Where the string "grass" occurs in a line of the data below, that line should be copied.

Natural-language object grounding data
<<<<

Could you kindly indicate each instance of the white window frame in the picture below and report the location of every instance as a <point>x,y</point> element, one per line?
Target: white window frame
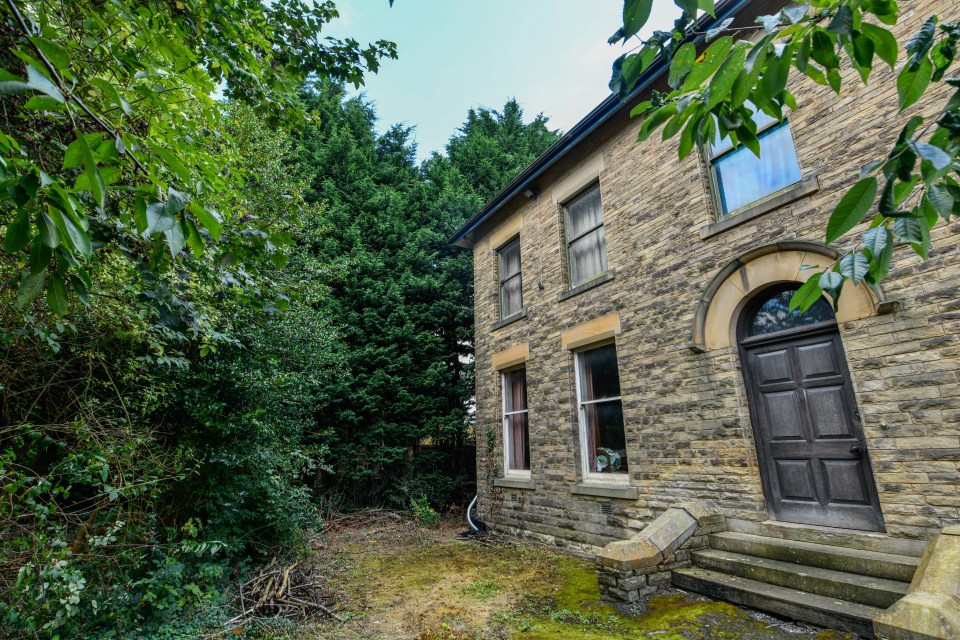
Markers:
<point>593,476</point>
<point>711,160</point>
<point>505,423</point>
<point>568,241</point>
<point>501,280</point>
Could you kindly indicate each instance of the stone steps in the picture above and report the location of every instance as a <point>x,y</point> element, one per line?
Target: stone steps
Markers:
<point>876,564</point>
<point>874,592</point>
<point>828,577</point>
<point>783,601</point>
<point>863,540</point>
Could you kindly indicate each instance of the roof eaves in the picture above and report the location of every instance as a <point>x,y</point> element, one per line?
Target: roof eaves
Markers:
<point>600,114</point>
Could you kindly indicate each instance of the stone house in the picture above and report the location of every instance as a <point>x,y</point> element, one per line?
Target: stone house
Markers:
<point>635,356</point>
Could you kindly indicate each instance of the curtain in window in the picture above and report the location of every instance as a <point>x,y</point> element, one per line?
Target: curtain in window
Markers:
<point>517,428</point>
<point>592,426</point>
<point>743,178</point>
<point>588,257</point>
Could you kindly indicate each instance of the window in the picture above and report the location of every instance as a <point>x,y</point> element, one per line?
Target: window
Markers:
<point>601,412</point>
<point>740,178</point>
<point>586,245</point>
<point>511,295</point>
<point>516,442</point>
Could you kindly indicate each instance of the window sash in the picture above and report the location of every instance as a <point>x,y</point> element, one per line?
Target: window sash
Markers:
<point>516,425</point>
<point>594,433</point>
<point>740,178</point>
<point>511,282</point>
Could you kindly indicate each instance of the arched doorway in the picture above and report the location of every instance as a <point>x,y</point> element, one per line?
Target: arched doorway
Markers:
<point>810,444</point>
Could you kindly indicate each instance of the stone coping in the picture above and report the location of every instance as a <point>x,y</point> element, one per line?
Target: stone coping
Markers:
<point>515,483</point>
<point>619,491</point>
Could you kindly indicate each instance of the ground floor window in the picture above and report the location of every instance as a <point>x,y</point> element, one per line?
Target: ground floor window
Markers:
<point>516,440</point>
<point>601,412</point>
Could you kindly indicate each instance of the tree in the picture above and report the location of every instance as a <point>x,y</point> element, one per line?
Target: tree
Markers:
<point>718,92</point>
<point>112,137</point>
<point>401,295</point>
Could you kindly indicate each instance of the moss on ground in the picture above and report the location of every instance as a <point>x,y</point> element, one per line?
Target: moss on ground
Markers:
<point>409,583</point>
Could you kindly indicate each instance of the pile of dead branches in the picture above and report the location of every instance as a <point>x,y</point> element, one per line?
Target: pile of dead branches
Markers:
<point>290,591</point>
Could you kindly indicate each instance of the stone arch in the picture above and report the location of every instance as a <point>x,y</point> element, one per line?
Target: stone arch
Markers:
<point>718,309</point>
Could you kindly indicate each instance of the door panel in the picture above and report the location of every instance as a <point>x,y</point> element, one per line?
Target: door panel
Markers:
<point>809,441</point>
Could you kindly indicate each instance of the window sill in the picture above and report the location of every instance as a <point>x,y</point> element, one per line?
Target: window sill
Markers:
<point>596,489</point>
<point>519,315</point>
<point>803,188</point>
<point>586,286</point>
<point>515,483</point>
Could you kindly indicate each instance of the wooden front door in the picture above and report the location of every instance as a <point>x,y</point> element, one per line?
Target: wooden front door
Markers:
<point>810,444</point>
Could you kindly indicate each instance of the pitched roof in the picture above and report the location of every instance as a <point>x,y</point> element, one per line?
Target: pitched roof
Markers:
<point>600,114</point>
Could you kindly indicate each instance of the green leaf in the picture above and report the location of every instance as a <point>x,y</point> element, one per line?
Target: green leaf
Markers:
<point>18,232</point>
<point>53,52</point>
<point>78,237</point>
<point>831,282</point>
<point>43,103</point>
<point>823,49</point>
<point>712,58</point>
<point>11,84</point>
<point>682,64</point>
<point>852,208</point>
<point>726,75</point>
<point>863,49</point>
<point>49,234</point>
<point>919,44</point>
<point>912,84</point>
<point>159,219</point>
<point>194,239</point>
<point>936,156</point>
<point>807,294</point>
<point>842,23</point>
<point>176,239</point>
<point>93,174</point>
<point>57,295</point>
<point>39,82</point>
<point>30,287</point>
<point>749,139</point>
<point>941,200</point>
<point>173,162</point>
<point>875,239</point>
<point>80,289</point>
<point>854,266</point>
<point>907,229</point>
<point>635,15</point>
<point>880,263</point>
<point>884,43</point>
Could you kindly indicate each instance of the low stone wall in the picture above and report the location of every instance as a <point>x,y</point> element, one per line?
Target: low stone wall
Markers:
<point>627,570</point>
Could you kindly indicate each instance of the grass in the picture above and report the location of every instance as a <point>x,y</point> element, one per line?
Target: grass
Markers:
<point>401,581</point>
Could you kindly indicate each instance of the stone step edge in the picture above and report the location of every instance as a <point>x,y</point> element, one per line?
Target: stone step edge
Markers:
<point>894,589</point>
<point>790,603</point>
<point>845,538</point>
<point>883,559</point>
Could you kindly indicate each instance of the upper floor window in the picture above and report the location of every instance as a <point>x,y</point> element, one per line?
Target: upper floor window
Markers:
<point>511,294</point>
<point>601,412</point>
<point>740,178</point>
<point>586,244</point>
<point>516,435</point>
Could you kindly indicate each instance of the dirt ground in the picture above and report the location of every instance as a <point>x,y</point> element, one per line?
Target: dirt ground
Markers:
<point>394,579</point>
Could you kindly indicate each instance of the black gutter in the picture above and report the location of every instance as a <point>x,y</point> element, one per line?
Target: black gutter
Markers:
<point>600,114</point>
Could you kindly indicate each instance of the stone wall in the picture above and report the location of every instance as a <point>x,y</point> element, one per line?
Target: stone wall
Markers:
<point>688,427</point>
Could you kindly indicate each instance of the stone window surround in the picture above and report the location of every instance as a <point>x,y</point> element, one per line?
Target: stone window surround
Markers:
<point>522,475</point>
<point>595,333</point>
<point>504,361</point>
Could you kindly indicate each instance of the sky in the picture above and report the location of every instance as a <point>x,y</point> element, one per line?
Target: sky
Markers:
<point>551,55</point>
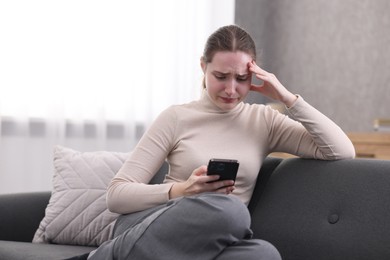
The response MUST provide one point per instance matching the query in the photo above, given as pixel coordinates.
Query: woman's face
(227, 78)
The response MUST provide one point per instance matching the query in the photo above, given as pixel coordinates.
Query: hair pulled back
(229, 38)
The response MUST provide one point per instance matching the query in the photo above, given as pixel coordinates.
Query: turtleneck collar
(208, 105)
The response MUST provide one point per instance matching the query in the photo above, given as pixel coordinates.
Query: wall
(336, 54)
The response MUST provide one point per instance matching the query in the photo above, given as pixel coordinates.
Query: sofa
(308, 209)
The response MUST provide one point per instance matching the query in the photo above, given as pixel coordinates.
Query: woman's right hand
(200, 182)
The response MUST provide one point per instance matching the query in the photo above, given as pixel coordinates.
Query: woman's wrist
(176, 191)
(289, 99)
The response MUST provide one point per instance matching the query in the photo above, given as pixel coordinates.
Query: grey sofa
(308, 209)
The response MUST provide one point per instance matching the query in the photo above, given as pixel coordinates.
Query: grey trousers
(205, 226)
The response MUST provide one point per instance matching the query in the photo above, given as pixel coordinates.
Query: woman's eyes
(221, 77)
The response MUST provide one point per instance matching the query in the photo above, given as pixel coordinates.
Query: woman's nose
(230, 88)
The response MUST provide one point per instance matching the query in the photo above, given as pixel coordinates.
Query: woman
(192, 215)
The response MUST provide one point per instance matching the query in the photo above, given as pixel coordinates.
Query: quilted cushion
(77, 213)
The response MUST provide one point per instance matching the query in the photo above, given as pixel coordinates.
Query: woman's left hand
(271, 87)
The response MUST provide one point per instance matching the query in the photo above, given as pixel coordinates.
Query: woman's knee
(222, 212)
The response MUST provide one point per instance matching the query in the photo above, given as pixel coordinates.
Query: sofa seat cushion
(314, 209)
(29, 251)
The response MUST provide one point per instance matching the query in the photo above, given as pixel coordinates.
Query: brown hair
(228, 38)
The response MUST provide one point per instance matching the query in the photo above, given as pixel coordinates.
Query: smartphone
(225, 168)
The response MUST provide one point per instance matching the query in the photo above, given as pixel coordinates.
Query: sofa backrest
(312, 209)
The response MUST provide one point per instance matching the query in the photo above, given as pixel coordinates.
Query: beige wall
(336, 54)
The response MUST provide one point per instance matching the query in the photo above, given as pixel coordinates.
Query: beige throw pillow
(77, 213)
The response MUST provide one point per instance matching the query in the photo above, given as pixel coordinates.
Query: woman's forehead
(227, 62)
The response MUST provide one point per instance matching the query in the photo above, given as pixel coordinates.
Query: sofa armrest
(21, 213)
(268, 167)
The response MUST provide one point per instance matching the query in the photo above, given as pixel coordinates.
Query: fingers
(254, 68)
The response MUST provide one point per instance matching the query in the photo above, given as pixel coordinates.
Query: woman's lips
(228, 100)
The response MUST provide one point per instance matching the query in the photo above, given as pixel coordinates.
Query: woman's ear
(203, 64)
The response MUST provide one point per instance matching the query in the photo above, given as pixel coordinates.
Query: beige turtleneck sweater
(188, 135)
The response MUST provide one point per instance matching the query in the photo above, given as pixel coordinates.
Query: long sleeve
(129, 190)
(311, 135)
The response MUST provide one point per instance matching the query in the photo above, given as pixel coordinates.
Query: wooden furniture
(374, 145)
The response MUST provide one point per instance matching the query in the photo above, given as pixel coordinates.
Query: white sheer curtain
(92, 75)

>>>>

_Exercise solution_
Could you kindly indicate each instance of the grass in the picture above and report the location of every instance as a <point>x,y</point> element, one per line?
Target: grass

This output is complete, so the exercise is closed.